======== Data to use ========
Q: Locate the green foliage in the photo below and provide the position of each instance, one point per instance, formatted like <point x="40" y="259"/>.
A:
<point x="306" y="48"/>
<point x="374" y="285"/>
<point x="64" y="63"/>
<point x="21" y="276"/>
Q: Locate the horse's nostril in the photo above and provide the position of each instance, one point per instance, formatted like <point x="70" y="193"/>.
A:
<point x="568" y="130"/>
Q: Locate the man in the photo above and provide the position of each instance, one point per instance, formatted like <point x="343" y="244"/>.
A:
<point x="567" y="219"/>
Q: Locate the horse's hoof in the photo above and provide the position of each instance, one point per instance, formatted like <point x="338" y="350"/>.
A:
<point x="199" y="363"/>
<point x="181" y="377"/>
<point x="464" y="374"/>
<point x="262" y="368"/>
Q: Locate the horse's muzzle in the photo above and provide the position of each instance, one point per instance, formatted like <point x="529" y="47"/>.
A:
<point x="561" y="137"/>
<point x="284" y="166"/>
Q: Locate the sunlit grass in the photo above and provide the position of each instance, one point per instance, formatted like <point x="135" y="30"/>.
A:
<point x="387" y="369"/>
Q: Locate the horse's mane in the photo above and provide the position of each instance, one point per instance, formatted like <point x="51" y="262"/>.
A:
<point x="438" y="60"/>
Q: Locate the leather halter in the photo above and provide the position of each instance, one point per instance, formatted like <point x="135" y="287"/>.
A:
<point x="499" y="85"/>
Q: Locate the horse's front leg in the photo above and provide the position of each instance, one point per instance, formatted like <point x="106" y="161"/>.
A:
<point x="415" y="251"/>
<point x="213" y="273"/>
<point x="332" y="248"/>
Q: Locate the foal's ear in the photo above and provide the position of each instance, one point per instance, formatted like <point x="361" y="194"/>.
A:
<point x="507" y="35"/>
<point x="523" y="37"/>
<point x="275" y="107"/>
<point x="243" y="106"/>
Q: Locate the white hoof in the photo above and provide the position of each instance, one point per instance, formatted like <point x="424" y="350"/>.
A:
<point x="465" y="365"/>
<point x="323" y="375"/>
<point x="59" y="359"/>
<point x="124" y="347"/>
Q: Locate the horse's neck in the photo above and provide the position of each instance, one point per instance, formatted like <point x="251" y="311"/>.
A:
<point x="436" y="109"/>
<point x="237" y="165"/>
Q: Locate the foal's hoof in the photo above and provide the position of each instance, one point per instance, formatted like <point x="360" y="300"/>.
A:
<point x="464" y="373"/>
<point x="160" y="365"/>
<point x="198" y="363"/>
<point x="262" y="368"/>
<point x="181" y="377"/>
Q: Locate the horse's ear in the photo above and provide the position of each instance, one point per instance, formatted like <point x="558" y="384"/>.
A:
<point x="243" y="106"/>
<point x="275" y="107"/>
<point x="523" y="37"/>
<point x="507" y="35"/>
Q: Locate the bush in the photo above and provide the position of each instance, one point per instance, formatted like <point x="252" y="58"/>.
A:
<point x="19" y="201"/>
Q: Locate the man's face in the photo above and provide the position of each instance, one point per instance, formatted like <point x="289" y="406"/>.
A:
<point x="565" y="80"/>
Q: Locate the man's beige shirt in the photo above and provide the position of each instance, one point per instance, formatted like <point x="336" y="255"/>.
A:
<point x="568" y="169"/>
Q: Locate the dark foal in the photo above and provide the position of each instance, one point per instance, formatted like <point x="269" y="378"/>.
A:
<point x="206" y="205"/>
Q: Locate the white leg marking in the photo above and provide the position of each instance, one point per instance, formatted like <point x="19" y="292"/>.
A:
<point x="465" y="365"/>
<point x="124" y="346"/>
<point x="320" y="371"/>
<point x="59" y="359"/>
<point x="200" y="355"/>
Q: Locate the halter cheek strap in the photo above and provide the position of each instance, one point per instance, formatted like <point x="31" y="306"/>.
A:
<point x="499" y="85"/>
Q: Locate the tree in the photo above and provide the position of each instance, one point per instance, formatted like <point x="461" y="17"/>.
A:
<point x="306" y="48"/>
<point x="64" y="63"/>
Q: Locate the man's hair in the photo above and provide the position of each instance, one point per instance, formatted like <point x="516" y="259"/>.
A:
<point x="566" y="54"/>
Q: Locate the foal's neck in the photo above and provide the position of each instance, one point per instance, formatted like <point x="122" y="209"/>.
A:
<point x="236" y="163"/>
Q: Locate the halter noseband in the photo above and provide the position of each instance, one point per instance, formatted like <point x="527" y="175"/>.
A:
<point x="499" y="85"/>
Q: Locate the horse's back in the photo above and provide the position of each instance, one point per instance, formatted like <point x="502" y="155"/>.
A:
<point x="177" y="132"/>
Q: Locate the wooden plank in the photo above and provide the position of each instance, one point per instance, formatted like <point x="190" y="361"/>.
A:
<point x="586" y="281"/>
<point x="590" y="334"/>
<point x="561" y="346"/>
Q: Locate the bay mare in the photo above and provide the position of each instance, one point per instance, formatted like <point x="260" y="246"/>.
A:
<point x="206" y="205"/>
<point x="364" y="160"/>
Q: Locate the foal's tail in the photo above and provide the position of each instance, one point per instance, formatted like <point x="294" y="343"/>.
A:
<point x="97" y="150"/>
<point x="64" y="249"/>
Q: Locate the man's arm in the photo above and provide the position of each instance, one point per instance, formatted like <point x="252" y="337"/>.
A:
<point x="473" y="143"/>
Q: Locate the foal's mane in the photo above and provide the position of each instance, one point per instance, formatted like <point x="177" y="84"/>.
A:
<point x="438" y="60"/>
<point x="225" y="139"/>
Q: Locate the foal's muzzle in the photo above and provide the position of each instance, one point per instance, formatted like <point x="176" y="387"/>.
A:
========
Written task » Copy all of the data above line for line, without changing a single character.

Written solution »
Q: Locate the green foliage in the photo below and provide the position of each instance, one point per instance, formatted like <point x="40" y="259"/>.
A:
<point x="306" y="48"/>
<point x="374" y="285"/>
<point x="64" y="63"/>
<point x="21" y="276"/>
Q: Locate the horse's nostril in the photo above and provide the position of each instance, one point per instance, formatted like <point x="70" y="193"/>.
A:
<point x="568" y="130"/>
Q: Locate the man in the photo above and provide the position of each instance, one point per instance, formatted like <point x="343" y="244"/>.
A:
<point x="567" y="219"/>
Q: Locate the horse's hoof in the photo above and provide the position of each instance, one point per instance, formatted like <point x="338" y="350"/>.
A:
<point x="199" y="363"/>
<point x="181" y="377"/>
<point x="464" y="374"/>
<point x="262" y="368"/>
Q: Locate the horse's muzzle in the photo above and provide the position of each instance, one point per instance, formatted like <point x="529" y="47"/>.
A:
<point x="561" y="137"/>
<point x="284" y="166"/>
Q: Locate the sunlit grass in the photo above and provide the position of each instance, one point per instance, formatted like <point x="135" y="30"/>.
A:
<point x="387" y="369"/>
Q: Locate the horse's mane in the photo above and provide the position of each instance, one point per instance, formatted like <point x="51" y="262"/>.
A:
<point x="438" y="60"/>
Q: Locate the leather halter in the photo above and provide the position of each instance, one point per instance, formatted like <point x="135" y="287"/>.
A:
<point x="499" y="85"/>
Q: Locate the horse's front leg in the photo above and provide the position of each instance, one point per instance, formatted like <point x="106" y="161"/>.
A:
<point x="415" y="251"/>
<point x="213" y="273"/>
<point x="332" y="248"/>
Q: Locate the foal's ear in the photo above and provide the position of each instance, one point per instance, formatted like <point x="361" y="194"/>.
A:
<point x="507" y="35"/>
<point x="523" y="37"/>
<point x="275" y="107"/>
<point x="243" y="106"/>
Q: Locate the white hoof in the photo above and provide the position of each instance, one point per instance, formatted like <point x="424" y="350"/>.
A:
<point x="465" y="365"/>
<point x="323" y="375"/>
<point x="59" y="359"/>
<point x="124" y="347"/>
Q: Locate the horse's neck in the photo above and provide the position of each instance, one point per instance, formatted like <point x="251" y="311"/>.
A:
<point x="436" y="109"/>
<point x="237" y="165"/>
Q: Locate the foal's hoof in the photo above and provide the position of each instance, one point per instance, formatted like <point x="360" y="300"/>.
A:
<point x="464" y="373"/>
<point x="160" y="365"/>
<point x="198" y="363"/>
<point x="262" y="368"/>
<point x="181" y="377"/>
Q: Locate the horse's ear in the photo above and provide the position of each instance, one point per instance, formatted like <point x="558" y="384"/>.
A:
<point x="243" y="106"/>
<point x="275" y="107"/>
<point x="523" y="37"/>
<point x="507" y="35"/>
Q: Locate the bush in the photo above and provide the position of each instance, one point per instance, formatted like <point x="252" y="58"/>.
A:
<point x="19" y="201"/>
Q: Locate the man's face in the photo above and provide the position of each instance, one point per instance, formatted like <point x="289" y="406"/>.
A:
<point x="565" y="80"/>
Q: Locate the man's beige shirt in the photo above and provide the position of each instance, one point per instance, formatted like <point x="336" y="255"/>.
A:
<point x="568" y="169"/>
Q: Locate the dark foal in the photo above and provide the position of each instance, one point per instance, formatted like <point x="269" y="378"/>.
A:
<point x="206" y="205"/>
Q: Locate the white leg marking in the photo above and provide the position of each instance, one point per instance, formatted like <point x="19" y="292"/>.
A:
<point x="465" y="365"/>
<point x="124" y="346"/>
<point x="320" y="371"/>
<point x="59" y="359"/>
<point x="200" y="355"/>
Q: Locate the halter cheek strap in the photo above and provide the position of each instance, one point per instance, formatted like <point x="31" y="306"/>.
A:
<point x="499" y="85"/>
Q: Locate the tree in the photo above and provide the position of each instance, one point per instance, formatted like <point x="461" y="17"/>.
A:
<point x="306" y="48"/>
<point x="64" y="63"/>
Q: Locate the man's hair in the photo above and provide the position of each instance, one point per instance, formatted like <point x="516" y="259"/>.
A:
<point x="566" y="54"/>
Q: Locate the foal's neck in the photo above and provide the position of each instance, one point per instance, formatted like <point x="122" y="209"/>.
A:
<point x="236" y="163"/>
Q: Locate the halter noseband in the photo above and provide the position of each instance, one point per instance, formatted like <point x="527" y="175"/>.
A:
<point x="499" y="85"/>
Q: Locate the horse's back in the photo above and provide the position of each instance, one point per instance, formatted like <point x="502" y="155"/>.
A:
<point x="177" y="132"/>
Q: Locate the wooden plank in the photo above and provide the position of each instance, one point per instance, formatted like <point x="190" y="361"/>.
A:
<point x="586" y="281"/>
<point x="590" y="334"/>
<point x="561" y="346"/>
Q: Locate the bay mare in the photo above and provide the position of each instance, one point per instance, formatted like <point x="260" y="246"/>.
A:
<point x="206" y="205"/>
<point x="364" y="160"/>
Q: Locate the foal's tail in the photo above and provide the position of each instance, one point per instance, formatted like <point x="294" y="343"/>.
A:
<point x="97" y="150"/>
<point x="64" y="249"/>
Q: Locate the man's arm in the photo above and provide the position of each instance, one point per instance, formatted like <point x="252" y="337"/>.
A:
<point x="473" y="143"/>
Q: Locate the foal's mane in the photo above and provide the position of each instance, one point per instance, formatted like <point x="177" y="84"/>.
A:
<point x="438" y="60"/>
<point x="225" y="139"/>
Q: Locate the foal's muzzle in the photo above and provide the position of each instance, one point per instance, formatted like <point x="176" y="387"/>.
A:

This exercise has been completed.